Do this: Reproduce the listing verbatim.

Exercise input:

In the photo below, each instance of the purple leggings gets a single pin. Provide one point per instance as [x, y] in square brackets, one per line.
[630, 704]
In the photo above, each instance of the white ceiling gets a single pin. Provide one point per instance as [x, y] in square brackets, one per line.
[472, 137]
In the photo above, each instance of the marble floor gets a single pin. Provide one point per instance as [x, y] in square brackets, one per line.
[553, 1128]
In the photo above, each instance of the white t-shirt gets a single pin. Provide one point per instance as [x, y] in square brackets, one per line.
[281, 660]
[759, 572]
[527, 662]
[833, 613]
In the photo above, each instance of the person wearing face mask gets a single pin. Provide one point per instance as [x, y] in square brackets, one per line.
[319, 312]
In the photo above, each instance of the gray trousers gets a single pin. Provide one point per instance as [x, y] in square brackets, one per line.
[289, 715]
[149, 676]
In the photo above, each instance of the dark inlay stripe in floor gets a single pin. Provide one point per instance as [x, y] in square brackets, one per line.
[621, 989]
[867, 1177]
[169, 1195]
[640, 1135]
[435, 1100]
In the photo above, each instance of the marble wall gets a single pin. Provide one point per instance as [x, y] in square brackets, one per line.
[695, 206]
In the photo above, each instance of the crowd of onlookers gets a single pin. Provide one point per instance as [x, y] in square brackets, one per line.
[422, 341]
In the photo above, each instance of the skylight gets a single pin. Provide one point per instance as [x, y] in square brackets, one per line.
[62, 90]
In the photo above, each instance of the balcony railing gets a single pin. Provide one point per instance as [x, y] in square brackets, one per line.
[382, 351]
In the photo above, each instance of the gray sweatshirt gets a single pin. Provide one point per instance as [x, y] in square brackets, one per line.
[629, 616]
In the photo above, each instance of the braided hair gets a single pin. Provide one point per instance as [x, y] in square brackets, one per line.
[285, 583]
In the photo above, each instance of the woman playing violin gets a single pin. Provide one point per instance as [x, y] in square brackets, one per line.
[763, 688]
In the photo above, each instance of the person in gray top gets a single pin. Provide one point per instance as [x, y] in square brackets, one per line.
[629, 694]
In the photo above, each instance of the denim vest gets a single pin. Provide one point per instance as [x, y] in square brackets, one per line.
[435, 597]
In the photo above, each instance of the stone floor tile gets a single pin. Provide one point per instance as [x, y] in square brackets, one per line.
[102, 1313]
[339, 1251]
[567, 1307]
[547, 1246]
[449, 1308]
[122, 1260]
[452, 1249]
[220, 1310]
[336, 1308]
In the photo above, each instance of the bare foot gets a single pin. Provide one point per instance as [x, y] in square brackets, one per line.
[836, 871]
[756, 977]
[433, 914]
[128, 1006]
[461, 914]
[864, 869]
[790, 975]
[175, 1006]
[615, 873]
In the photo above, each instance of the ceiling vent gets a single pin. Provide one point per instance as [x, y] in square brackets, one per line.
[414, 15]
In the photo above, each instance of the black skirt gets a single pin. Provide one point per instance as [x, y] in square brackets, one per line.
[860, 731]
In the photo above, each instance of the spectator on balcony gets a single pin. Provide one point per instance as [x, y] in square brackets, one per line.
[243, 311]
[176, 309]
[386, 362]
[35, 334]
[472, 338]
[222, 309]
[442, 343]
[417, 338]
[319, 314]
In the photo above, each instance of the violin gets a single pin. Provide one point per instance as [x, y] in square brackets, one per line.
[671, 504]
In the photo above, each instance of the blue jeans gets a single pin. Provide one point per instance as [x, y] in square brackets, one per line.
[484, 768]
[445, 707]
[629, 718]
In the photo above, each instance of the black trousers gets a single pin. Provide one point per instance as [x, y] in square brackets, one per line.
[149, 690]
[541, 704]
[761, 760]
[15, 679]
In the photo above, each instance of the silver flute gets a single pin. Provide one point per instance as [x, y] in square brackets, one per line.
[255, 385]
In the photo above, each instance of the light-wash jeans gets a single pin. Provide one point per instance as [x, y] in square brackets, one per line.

Response:
In the photo below, each instance of the purple leggings gets a single pin. Provide one point per instance as [x, y] in square brackets, one per line.
[630, 704]
In the photo above, each instance of the white ceiling gets a single pin. Provide one point per instance as [x, y] in square brackets, one per line.
[472, 137]
In the photo above, each instance of the marble floor gets a single pin. Provide one point per instance as [x, y] in square brackets, one per line.
[553, 1128]
In the photo above, each instance of the white t-shirt gets a single pin. Provide one point per instance as [x, y] in square brackets, one per line.
[281, 660]
[759, 572]
[527, 662]
[833, 613]
In the photo above, each instance of the person wearing face mask gets a single pin. Provide one point per instance as [x, y] in square brackets, one per line.
[319, 312]
In the photo above, each instance of the gray trousers gets a single pin. Provide one point per instance as [x, y] in square brackets, one per line.
[289, 715]
[149, 676]
In the photo above, each instance of the dark inlay stripe in floor gets a single pin. Provide one point per instance as [x, y] in square brackets, one per line.
[621, 989]
[867, 1177]
[169, 1195]
[640, 1135]
[435, 1100]
In the photo above, each instance of the marble wall gets a single pin. Provide one point per instance as [x, y] in square brackets, one per line.
[695, 206]
In the photo above, each instance of the crowd of onlookers gets a single pin. Provide one point per instance as [x, y] in square brackets, one per line.
[422, 341]
In the photo above, each instance of the skylight gets a single pin. Provide one point per instance as [x, y] in square brackets, one per line.
[62, 90]
In the photo above, each instance of the balcony railing gets a single pin. Provide one point per instance as [x, y] in square brackets, one per line.
[382, 351]
In the photo above, each instance of the gray sweatshirt gets a single pin. Provide one point per instance as [x, y] in square brackets, one per line.
[629, 616]
In the photo above, each instance of the braided hair gets a single pin. Provide one point per instance as [x, y] in square brackets, one per line.
[285, 583]
In the photo above, each instance of the woman playing violin gets a single pin. Provide one point per instance as [x, y] in square brackets, one per line.
[763, 688]
In the photo above, each instance of the person in gray top gets a single pin. Provide one point per instance as [x, y] in square brackets, one per line.
[629, 694]
In the photo above, each instance of the denim vest gets a single pin. Provide one point per instance as [x, y] in square brackets, one per line.
[435, 597]
In the photo above, each instance of the stone floor tile gets a single pin. Provide one point per instance as [x, y] in square brackets, one per line.
[102, 1313]
[339, 1251]
[567, 1307]
[547, 1246]
[449, 1308]
[122, 1260]
[452, 1249]
[220, 1310]
[336, 1308]
In the photo above, each instance of the bare foot gets a single pin. Provide one point per instance as [x, y] in square brackets, one per line.
[836, 871]
[756, 977]
[433, 914]
[128, 1006]
[461, 914]
[864, 869]
[790, 975]
[175, 1006]
[615, 873]
In the photo above, each instance of the ceiling vent gets a single pin. Provide one point per instance as [x, y] in square brackets, one per line.
[414, 15]
In the photo above, each instance of the black skirt gets a single pin. Provide one point per instance as [x, y] in square brackets, one per line.
[860, 731]
In the photo above, each instance of the spectator on balcony gets a single pin. Provide one point per instance as [x, y] in square brackets, one per line.
[243, 311]
[176, 309]
[386, 362]
[35, 334]
[472, 338]
[222, 309]
[442, 343]
[417, 338]
[319, 314]
In the photo above, each instance of the violin gets a single pin. Provide one point per instance as [x, y] in square brackets, one per line.
[671, 504]
In the photo above, each instance of the blue jeans gets a single pin. Provide one point per instance as [x, y] in square brackets, one per line.
[484, 768]
[445, 707]
[629, 718]
In the photo above, each instance of the black trousers gets a single pin. Provide one point per instance as [x, y] in square brackets, one per line.
[149, 690]
[541, 704]
[761, 760]
[15, 679]
In the photo above, each instance of the silver flute gets a single pin. Provide one point per instance as [x, y] in square brackets, one per line.
[255, 385]
In the photo above, each instance of the light-wash jeans gets a single pin. Provide one point per instance as [x, y] in square brackets, one per line.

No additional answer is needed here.